(Exercise requirements):
A single number is needed: how many lines of the data hold the word "sand".

Recorded data: Begin

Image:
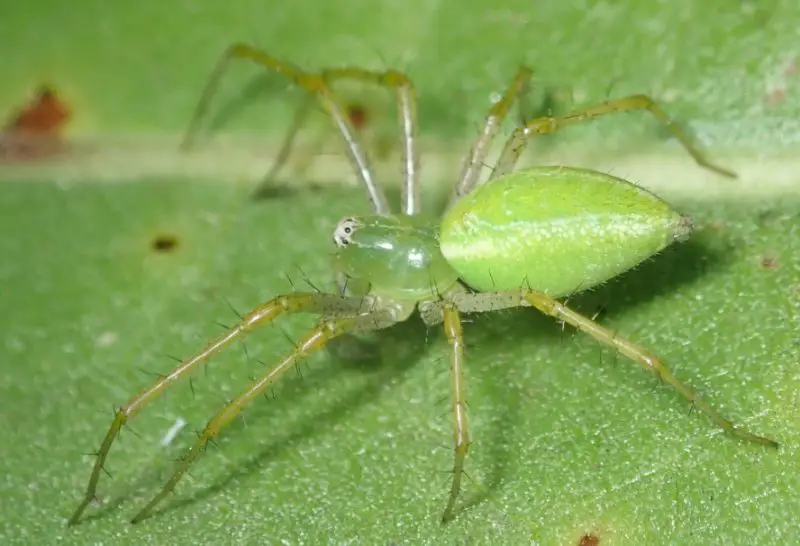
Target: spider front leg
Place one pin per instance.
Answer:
(314, 340)
(491, 301)
(517, 142)
(299, 302)
(461, 437)
(319, 86)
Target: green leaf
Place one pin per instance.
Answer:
(569, 438)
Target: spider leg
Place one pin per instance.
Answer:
(298, 302)
(515, 145)
(313, 83)
(490, 301)
(408, 117)
(461, 436)
(473, 163)
(300, 116)
(314, 340)
(407, 112)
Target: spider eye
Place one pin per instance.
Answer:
(343, 233)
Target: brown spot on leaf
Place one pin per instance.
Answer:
(34, 130)
(769, 262)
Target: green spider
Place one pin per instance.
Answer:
(517, 240)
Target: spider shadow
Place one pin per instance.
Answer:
(677, 266)
(363, 355)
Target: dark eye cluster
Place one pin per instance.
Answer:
(342, 235)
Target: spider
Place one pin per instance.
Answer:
(519, 239)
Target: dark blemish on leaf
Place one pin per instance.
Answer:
(358, 115)
(769, 262)
(164, 242)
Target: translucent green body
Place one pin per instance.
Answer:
(556, 230)
(394, 257)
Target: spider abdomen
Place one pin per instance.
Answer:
(555, 229)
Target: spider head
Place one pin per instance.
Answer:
(396, 256)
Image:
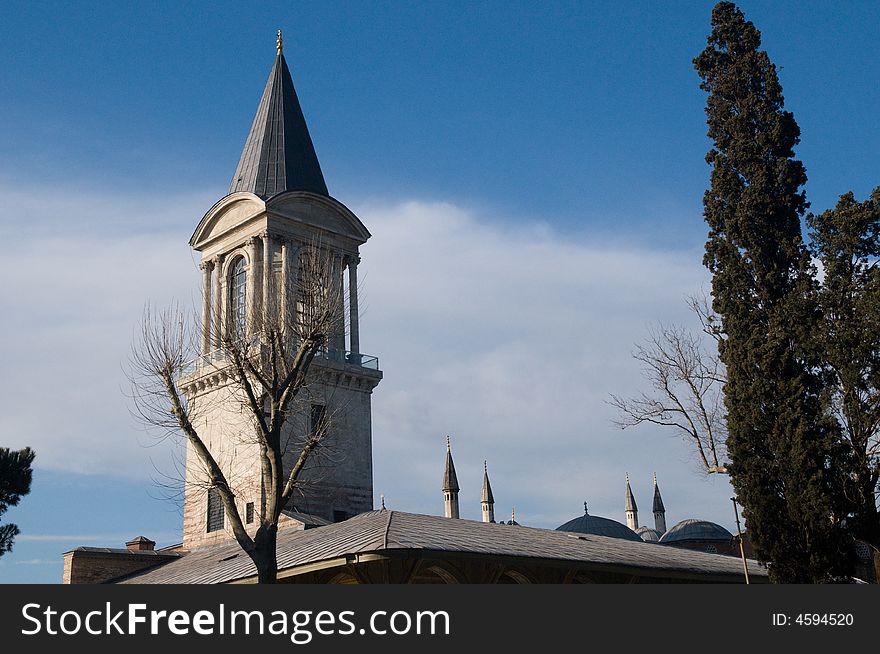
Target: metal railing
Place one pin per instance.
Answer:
(217, 357)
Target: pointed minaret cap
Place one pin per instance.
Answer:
(487, 497)
(630, 500)
(450, 480)
(658, 501)
(278, 154)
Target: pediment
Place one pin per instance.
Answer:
(318, 211)
(230, 212)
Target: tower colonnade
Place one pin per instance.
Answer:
(271, 268)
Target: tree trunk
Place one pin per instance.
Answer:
(265, 554)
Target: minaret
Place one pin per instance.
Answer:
(450, 485)
(487, 501)
(659, 509)
(632, 511)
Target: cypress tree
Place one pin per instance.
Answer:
(846, 240)
(782, 438)
(15, 481)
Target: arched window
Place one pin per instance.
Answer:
(238, 297)
(216, 512)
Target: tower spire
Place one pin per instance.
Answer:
(487, 500)
(278, 154)
(450, 485)
(658, 509)
(632, 511)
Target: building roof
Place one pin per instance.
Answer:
(278, 154)
(648, 534)
(692, 529)
(394, 533)
(593, 524)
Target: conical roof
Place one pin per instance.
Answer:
(658, 501)
(278, 154)
(630, 499)
(450, 480)
(487, 496)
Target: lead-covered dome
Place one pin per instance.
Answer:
(648, 535)
(598, 526)
(696, 530)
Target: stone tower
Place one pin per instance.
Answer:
(632, 511)
(659, 509)
(251, 244)
(450, 485)
(487, 500)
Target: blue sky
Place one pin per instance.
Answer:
(548, 155)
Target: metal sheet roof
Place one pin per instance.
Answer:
(278, 154)
(386, 532)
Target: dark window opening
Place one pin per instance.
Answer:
(216, 513)
(318, 418)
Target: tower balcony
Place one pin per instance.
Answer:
(217, 359)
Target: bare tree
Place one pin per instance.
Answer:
(687, 384)
(261, 359)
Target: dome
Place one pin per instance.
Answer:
(648, 535)
(695, 530)
(591, 524)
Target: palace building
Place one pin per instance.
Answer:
(251, 245)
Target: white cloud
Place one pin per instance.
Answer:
(507, 337)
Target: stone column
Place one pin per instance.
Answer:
(218, 300)
(283, 289)
(253, 304)
(207, 268)
(354, 336)
(338, 277)
(267, 300)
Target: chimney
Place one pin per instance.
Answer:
(140, 544)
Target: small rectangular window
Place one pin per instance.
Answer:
(216, 513)
(317, 419)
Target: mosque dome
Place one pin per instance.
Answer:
(598, 526)
(696, 530)
(649, 535)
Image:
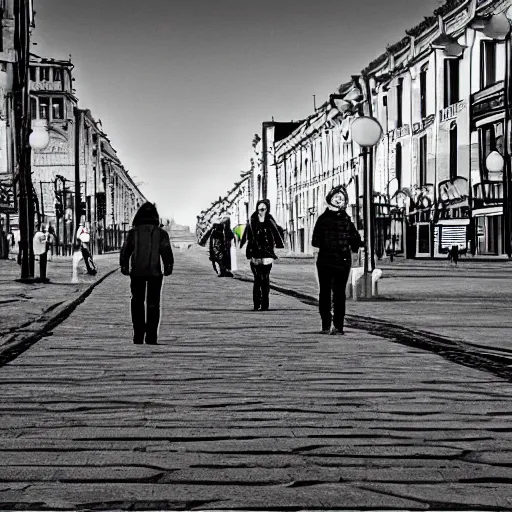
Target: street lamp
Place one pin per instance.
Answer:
(366, 132)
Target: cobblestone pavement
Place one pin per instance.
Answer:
(25, 308)
(244, 409)
(470, 304)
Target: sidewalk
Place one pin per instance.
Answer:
(26, 308)
(469, 304)
(237, 409)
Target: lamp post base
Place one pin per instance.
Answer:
(32, 280)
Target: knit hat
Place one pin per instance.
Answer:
(336, 190)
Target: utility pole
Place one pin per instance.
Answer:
(21, 94)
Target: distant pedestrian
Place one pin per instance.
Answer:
(453, 255)
(40, 248)
(221, 238)
(50, 236)
(83, 240)
(336, 238)
(147, 245)
(263, 236)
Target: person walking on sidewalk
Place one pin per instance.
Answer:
(263, 236)
(147, 245)
(335, 237)
(221, 238)
(83, 240)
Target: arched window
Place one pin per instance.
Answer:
(453, 150)
(398, 165)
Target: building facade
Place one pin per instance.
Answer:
(14, 47)
(442, 96)
(78, 177)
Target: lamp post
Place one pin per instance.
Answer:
(366, 132)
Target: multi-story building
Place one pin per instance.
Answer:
(14, 47)
(439, 95)
(78, 177)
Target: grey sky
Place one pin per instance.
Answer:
(181, 86)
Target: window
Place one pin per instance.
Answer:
(453, 151)
(451, 81)
(44, 74)
(398, 165)
(399, 97)
(423, 161)
(57, 108)
(423, 93)
(44, 107)
(487, 63)
(491, 139)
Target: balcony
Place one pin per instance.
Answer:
(487, 102)
(487, 193)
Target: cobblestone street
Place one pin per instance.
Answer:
(242, 409)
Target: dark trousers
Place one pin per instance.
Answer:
(145, 323)
(43, 261)
(261, 288)
(86, 255)
(333, 281)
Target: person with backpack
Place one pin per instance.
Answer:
(146, 248)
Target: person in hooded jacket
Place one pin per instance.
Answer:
(263, 236)
(336, 238)
(221, 238)
(147, 246)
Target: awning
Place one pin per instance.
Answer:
(488, 212)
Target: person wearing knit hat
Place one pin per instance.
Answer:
(335, 237)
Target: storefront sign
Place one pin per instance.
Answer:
(7, 197)
(399, 132)
(423, 125)
(451, 112)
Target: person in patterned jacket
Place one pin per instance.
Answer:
(335, 237)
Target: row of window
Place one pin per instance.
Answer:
(45, 74)
(488, 76)
(47, 107)
(490, 139)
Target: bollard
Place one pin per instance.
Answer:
(376, 275)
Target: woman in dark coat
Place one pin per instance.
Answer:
(263, 236)
(336, 237)
(146, 246)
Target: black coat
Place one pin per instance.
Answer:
(336, 237)
(262, 237)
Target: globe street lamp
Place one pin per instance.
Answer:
(366, 132)
(38, 138)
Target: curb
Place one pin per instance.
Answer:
(495, 361)
(53, 315)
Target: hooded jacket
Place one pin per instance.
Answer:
(262, 237)
(146, 245)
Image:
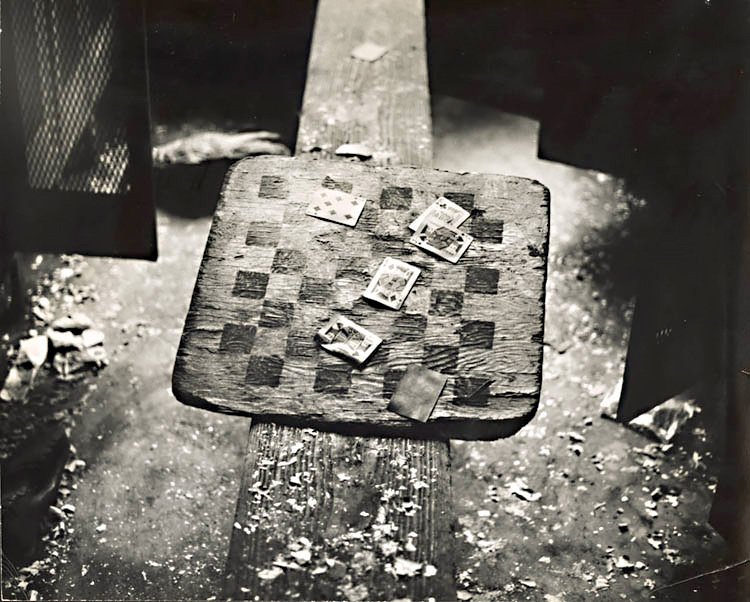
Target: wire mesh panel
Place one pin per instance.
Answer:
(75, 108)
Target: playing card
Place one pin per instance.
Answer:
(417, 393)
(369, 52)
(392, 282)
(336, 206)
(438, 237)
(445, 210)
(349, 339)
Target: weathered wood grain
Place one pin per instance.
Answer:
(342, 487)
(359, 500)
(253, 312)
(384, 104)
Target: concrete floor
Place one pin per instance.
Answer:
(162, 478)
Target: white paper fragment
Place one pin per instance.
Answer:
(354, 150)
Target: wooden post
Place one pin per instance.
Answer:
(384, 104)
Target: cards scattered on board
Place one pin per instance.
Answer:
(441, 239)
(417, 393)
(444, 210)
(347, 338)
(336, 206)
(392, 282)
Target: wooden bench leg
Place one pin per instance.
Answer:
(366, 505)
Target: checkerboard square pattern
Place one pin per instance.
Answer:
(293, 273)
(264, 370)
(481, 280)
(396, 197)
(263, 234)
(250, 285)
(466, 386)
(288, 261)
(462, 199)
(477, 333)
(335, 379)
(487, 230)
(237, 338)
(446, 302)
(276, 314)
(273, 187)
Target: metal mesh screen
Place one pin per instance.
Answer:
(71, 112)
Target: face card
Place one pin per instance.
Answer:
(392, 282)
(336, 206)
(441, 239)
(445, 210)
(349, 339)
(417, 393)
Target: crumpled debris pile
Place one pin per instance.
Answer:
(662, 422)
(71, 345)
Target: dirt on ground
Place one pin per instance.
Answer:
(573, 507)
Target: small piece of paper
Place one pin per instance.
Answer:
(392, 282)
(417, 393)
(348, 338)
(369, 52)
(441, 239)
(444, 210)
(336, 206)
(354, 150)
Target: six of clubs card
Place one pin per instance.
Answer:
(336, 206)
(435, 231)
(441, 239)
(392, 282)
(444, 210)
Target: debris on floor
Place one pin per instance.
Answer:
(662, 422)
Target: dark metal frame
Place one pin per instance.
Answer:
(121, 225)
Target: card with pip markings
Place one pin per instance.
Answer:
(336, 206)
(417, 393)
(445, 210)
(392, 282)
(441, 239)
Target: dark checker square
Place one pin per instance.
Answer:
(264, 370)
(263, 234)
(487, 230)
(315, 290)
(395, 197)
(464, 387)
(477, 333)
(250, 285)
(481, 280)
(272, 187)
(443, 358)
(462, 199)
(333, 379)
(331, 184)
(409, 327)
(446, 303)
(368, 219)
(276, 314)
(390, 381)
(236, 338)
(288, 261)
(302, 345)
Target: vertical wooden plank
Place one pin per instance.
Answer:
(366, 505)
(383, 104)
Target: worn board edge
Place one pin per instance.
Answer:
(441, 428)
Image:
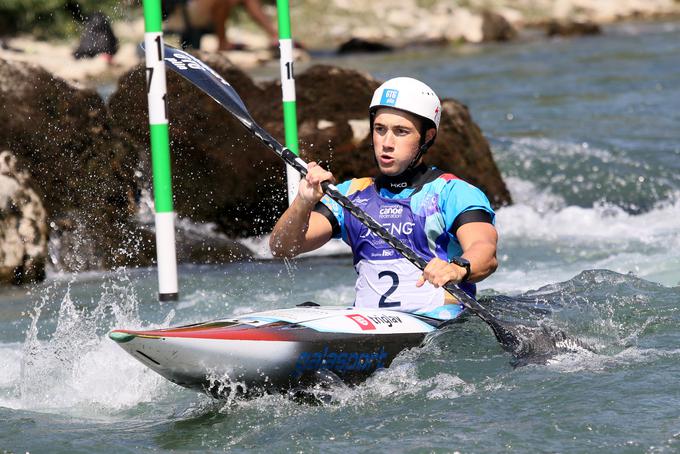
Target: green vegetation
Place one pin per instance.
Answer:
(50, 18)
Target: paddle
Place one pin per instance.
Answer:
(531, 341)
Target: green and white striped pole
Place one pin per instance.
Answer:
(160, 151)
(288, 93)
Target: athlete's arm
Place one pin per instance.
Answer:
(478, 241)
(300, 229)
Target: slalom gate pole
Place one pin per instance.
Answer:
(160, 151)
(288, 93)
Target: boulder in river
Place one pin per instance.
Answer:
(82, 171)
(572, 28)
(222, 174)
(23, 225)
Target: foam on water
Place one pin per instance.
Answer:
(543, 239)
(77, 369)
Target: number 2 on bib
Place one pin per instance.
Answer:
(395, 283)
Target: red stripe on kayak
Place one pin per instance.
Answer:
(228, 333)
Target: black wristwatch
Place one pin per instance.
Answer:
(463, 263)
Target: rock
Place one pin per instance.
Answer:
(23, 225)
(572, 28)
(358, 45)
(97, 38)
(497, 28)
(223, 175)
(82, 171)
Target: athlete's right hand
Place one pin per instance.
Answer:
(310, 191)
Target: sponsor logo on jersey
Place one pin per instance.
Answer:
(383, 253)
(405, 228)
(362, 321)
(338, 361)
(391, 211)
(389, 97)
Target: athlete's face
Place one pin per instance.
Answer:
(396, 139)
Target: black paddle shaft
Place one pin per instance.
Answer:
(211, 83)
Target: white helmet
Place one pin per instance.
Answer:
(410, 95)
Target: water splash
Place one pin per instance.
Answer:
(75, 367)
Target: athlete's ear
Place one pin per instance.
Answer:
(429, 135)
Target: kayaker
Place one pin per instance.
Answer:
(444, 219)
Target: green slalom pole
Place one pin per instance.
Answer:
(160, 151)
(288, 93)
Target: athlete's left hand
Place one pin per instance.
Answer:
(438, 272)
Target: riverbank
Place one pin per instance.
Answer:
(336, 22)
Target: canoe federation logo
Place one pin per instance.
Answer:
(389, 97)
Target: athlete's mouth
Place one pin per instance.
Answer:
(386, 158)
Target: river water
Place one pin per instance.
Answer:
(585, 132)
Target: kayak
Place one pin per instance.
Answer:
(282, 349)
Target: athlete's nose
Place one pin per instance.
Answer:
(388, 140)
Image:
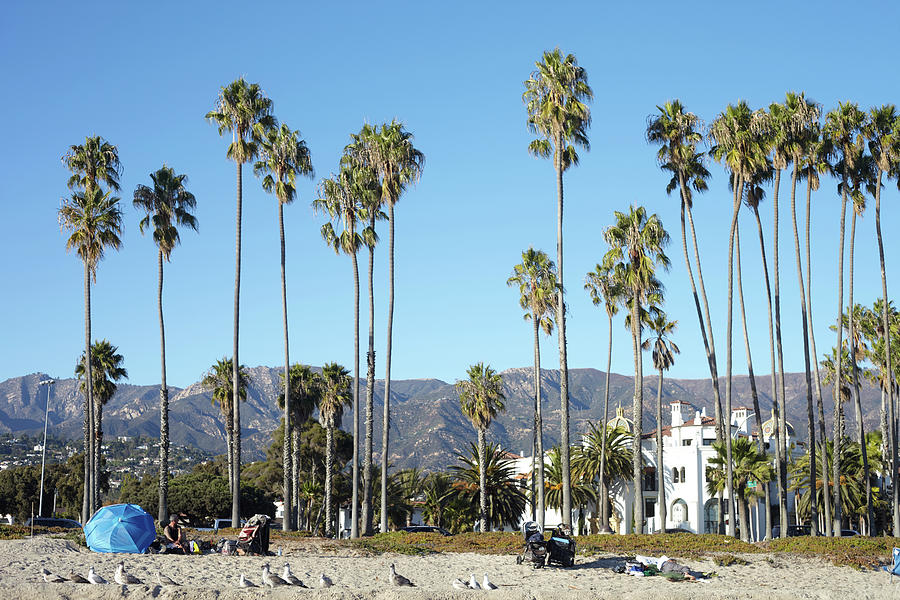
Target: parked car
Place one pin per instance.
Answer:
(425, 529)
(52, 522)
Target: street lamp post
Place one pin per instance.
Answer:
(48, 383)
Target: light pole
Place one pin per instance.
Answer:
(48, 383)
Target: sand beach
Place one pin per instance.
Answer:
(360, 576)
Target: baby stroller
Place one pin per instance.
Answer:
(535, 550)
(561, 547)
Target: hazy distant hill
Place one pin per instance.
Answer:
(427, 427)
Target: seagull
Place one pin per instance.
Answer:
(123, 578)
(486, 584)
(272, 580)
(400, 580)
(473, 583)
(94, 577)
(52, 577)
(76, 578)
(459, 584)
(290, 578)
(163, 580)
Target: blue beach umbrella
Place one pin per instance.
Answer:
(120, 528)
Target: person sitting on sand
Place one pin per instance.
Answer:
(174, 535)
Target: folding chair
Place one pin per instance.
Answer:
(894, 568)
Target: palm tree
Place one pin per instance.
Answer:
(636, 249)
(304, 392)
(883, 132)
(555, 97)
(604, 456)
(676, 132)
(749, 466)
(536, 278)
(603, 287)
(842, 129)
(166, 205)
(488, 473)
(481, 398)
(95, 222)
(243, 110)
(285, 156)
(390, 152)
(218, 380)
(335, 396)
(735, 141)
(663, 353)
(106, 370)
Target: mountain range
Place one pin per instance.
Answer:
(428, 428)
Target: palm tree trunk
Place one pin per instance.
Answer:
(538, 426)
(860, 427)
(163, 408)
(637, 416)
(482, 483)
(895, 500)
(729, 483)
(235, 367)
(604, 510)
(781, 493)
(329, 467)
(813, 509)
(836, 461)
(660, 467)
(87, 507)
(286, 451)
(563, 363)
(385, 425)
(782, 414)
(826, 507)
(370, 398)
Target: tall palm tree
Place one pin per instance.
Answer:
(603, 287)
(338, 199)
(481, 398)
(166, 205)
(106, 370)
(390, 152)
(663, 352)
(218, 380)
(734, 139)
(536, 278)
(677, 134)
(842, 128)
(95, 222)
(304, 392)
(335, 396)
(883, 133)
(243, 110)
(285, 156)
(636, 250)
(555, 97)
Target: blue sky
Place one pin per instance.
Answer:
(143, 76)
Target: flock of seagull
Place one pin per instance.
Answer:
(269, 579)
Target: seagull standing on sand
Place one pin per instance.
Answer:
(52, 577)
(473, 583)
(272, 580)
(400, 580)
(94, 577)
(486, 584)
(290, 578)
(123, 578)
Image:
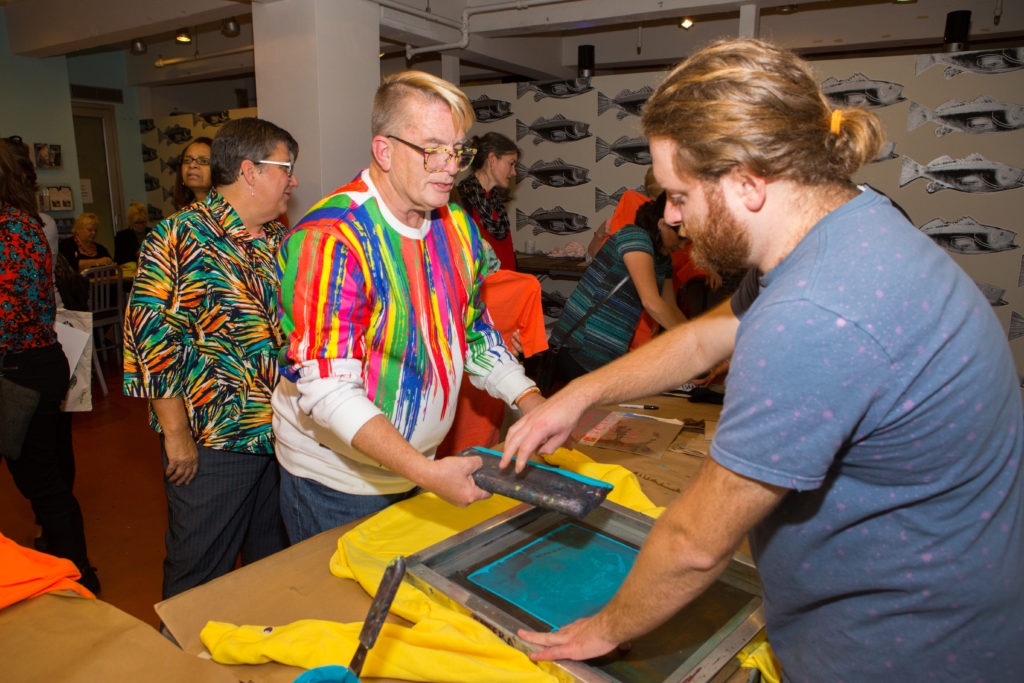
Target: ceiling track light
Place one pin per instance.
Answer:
(230, 28)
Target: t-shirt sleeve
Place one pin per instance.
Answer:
(801, 381)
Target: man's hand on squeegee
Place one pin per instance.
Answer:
(583, 639)
(543, 428)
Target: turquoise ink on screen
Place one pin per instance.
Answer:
(565, 574)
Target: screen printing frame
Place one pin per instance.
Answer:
(440, 571)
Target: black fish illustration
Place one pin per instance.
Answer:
(992, 294)
(982, 115)
(560, 89)
(887, 153)
(627, 101)
(972, 174)
(556, 129)
(979, 61)
(627, 150)
(553, 303)
(858, 90)
(211, 119)
(556, 173)
(170, 164)
(602, 199)
(177, 134)
(488, 110)
(556, 221)
(1016, 326)
(969, 237)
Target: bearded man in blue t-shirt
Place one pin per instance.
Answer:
(870, 441)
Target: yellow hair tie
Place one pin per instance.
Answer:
(837, 120)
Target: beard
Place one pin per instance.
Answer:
(720, 243)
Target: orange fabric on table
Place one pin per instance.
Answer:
(513, 301)
(26, 573)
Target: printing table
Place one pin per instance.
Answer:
(297, 584)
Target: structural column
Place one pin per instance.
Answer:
(316, 72)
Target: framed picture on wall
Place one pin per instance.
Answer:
(60, 198)
(48, 156)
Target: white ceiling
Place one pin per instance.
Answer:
(534, 39)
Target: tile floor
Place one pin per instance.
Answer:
(119, 485)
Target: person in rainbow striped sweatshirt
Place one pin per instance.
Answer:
(380, 302)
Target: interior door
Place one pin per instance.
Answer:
(96, 141)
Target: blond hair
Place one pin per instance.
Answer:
(747, 102)
(388, 115)
(82, 219)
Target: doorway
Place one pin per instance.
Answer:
(99, 167)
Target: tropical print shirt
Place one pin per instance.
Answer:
(202, 325)
(27, 306)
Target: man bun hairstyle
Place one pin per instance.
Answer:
(240, 139)
(748, 102)
(388, 117)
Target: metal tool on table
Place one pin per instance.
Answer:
(543, 486)
(378, 611)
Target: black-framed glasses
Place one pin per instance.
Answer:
(435, 159)
(287, 165)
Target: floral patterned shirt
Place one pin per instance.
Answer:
(202, 324)
(27, 305)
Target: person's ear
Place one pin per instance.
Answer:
(750, 188)
(380, 147)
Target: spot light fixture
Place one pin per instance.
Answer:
(230, 28)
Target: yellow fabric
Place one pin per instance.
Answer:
(758, 654)
(442, 644)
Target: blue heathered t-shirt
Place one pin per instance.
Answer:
(872, 379)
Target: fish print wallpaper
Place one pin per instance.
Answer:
(163, 140)
(953, 158)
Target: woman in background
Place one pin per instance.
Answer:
(639, 253)
(82, 250)
(32, 357)
(193, 183)
(128, 241)
(483, 194)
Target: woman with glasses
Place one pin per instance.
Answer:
(484, 191)
(202, 342)
(194, 181)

Recorded data: End

(Written solution):
3